= Beginning of Section =

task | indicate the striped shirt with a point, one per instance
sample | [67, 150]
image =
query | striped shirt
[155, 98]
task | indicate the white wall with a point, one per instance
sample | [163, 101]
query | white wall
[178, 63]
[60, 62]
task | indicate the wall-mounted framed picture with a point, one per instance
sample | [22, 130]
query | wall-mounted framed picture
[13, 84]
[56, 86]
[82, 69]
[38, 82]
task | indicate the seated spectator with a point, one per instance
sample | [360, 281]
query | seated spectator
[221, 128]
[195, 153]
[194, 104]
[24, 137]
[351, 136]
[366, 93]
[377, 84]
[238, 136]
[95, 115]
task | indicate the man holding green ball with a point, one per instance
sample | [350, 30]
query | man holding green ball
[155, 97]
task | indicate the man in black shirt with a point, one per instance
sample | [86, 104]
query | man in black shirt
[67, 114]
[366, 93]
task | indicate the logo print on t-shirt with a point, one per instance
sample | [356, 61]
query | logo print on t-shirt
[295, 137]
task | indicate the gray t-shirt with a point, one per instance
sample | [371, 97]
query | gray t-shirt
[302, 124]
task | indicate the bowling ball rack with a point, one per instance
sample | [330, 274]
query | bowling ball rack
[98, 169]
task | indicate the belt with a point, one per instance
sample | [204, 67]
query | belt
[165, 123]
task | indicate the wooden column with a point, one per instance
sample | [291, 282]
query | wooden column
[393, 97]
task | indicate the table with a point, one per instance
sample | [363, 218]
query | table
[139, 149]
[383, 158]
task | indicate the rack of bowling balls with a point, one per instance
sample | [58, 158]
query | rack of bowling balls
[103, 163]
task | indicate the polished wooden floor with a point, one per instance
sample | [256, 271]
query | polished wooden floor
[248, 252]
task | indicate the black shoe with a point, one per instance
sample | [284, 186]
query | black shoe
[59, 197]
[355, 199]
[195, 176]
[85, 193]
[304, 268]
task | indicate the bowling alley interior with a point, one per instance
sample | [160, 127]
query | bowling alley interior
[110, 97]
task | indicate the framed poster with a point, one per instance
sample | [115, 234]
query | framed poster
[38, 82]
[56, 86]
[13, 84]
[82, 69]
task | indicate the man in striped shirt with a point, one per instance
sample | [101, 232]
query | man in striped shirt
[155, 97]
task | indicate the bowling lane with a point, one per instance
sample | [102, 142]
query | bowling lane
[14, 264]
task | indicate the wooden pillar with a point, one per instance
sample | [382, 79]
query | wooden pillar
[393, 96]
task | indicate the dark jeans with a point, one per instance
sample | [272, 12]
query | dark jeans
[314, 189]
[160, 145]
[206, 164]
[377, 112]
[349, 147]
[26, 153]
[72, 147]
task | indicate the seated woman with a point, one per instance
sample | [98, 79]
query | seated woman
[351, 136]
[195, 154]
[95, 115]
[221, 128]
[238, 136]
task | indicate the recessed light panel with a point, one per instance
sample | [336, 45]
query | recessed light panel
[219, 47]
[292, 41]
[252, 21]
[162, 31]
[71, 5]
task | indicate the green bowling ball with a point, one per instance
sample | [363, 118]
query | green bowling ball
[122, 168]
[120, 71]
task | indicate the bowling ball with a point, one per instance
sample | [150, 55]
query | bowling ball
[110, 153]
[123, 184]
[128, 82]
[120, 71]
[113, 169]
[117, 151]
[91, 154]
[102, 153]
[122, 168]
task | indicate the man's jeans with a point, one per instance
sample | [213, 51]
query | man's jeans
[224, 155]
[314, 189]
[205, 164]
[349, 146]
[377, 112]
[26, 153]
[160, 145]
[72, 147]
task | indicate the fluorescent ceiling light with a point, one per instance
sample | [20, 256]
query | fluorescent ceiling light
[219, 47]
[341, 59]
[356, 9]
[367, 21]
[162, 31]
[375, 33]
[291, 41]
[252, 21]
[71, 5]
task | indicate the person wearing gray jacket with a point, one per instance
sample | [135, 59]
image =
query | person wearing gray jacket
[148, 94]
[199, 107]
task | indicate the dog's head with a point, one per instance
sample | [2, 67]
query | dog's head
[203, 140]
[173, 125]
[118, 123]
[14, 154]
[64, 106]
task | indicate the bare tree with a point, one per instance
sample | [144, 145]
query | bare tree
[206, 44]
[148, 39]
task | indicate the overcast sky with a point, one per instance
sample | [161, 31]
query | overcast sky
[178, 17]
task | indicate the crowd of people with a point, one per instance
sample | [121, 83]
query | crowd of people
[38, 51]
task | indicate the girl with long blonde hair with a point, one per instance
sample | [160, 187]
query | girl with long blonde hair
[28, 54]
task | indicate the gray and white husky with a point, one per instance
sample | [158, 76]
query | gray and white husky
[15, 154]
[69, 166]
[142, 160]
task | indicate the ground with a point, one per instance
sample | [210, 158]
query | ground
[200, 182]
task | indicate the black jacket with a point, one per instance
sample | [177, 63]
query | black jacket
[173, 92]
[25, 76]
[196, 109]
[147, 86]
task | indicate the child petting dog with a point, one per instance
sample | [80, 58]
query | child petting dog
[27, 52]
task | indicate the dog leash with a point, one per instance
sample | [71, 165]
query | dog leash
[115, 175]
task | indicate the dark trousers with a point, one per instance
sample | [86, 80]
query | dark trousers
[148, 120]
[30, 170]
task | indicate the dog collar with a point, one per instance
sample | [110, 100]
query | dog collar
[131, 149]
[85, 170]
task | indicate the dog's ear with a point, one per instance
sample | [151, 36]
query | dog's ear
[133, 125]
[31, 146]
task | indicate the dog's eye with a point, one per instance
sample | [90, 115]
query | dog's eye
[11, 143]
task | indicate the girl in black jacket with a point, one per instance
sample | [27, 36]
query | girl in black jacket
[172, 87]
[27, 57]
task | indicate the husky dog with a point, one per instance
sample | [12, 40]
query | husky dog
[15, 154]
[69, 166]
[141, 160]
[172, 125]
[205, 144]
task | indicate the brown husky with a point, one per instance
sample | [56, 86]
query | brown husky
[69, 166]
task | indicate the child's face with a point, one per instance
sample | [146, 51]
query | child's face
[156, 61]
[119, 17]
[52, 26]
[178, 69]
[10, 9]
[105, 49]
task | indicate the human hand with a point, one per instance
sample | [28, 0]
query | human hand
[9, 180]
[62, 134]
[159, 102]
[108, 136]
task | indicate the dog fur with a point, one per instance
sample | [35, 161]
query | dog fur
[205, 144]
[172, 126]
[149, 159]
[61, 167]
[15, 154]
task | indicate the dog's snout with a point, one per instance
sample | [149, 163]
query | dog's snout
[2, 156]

= End of Section =
= Beginning of Section =

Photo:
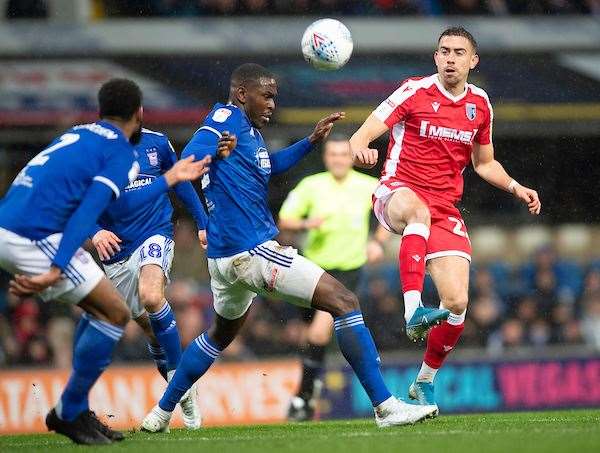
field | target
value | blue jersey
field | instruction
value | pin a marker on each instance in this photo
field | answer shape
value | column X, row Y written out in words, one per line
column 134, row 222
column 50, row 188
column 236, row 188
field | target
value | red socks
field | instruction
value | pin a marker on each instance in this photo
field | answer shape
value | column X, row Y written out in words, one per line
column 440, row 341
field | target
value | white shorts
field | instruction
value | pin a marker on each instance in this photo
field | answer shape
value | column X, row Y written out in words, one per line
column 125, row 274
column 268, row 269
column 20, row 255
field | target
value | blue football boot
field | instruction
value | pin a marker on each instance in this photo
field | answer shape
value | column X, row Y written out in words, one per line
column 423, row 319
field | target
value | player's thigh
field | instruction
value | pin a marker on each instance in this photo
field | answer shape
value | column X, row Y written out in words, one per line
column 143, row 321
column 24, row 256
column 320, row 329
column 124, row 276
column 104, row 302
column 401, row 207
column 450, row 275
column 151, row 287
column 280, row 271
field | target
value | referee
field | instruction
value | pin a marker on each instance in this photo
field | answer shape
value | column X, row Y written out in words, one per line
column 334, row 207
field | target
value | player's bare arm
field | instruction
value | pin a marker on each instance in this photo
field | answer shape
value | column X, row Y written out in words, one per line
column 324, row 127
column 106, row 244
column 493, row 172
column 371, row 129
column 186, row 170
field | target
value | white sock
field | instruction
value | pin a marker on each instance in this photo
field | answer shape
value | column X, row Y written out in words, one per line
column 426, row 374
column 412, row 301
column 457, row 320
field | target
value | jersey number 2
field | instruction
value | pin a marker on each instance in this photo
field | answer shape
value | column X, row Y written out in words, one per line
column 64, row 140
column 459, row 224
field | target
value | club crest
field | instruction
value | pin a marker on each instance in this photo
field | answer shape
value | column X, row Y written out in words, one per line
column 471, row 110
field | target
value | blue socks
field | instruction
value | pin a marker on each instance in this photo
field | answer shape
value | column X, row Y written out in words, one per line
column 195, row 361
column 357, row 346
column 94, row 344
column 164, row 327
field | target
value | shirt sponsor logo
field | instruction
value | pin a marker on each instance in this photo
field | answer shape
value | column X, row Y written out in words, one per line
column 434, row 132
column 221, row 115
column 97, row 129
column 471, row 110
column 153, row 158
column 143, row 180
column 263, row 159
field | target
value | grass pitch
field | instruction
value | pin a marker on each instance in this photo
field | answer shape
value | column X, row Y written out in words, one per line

= End of Section =
= Beginning of Section =

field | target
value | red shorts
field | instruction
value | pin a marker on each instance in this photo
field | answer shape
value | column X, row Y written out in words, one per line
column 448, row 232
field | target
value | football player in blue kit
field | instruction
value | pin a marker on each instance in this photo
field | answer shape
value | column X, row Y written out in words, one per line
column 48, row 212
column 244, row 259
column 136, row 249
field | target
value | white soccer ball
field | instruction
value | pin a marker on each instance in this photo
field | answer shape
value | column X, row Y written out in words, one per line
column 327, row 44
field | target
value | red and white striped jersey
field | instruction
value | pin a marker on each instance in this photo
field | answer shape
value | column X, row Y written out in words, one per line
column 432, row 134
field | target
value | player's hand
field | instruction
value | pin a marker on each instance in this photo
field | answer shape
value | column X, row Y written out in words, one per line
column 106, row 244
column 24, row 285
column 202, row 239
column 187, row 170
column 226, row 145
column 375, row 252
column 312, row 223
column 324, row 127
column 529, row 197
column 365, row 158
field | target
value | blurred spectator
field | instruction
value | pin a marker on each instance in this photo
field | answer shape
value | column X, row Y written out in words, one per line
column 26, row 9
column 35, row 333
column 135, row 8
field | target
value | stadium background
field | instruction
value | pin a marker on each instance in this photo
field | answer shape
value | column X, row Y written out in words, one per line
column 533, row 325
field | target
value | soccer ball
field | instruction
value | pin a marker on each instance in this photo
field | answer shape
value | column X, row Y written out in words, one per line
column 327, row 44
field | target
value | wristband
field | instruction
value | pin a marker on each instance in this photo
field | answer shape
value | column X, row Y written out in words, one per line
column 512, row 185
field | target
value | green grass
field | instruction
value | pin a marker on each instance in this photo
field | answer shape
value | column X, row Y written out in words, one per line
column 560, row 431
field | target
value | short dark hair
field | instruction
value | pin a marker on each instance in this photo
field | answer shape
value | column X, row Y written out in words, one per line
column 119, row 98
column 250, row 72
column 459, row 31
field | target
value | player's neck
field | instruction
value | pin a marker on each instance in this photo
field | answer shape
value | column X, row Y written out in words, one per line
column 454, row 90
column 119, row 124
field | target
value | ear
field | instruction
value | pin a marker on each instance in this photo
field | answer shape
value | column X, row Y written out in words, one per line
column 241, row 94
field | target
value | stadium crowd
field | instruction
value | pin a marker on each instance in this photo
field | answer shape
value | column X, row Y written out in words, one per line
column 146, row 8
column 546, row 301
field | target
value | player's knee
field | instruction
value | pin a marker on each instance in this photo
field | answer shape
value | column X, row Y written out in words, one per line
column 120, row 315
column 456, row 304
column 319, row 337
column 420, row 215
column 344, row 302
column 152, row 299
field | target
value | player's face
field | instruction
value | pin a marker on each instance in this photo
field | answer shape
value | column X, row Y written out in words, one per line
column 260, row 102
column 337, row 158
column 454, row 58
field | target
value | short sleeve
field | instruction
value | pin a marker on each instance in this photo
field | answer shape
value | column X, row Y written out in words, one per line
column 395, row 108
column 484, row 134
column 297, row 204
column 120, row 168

= End of Section =

Task objective ::
The response must consist solely of the number of lines in the listing above that contain "blue".

Exercise result ::
4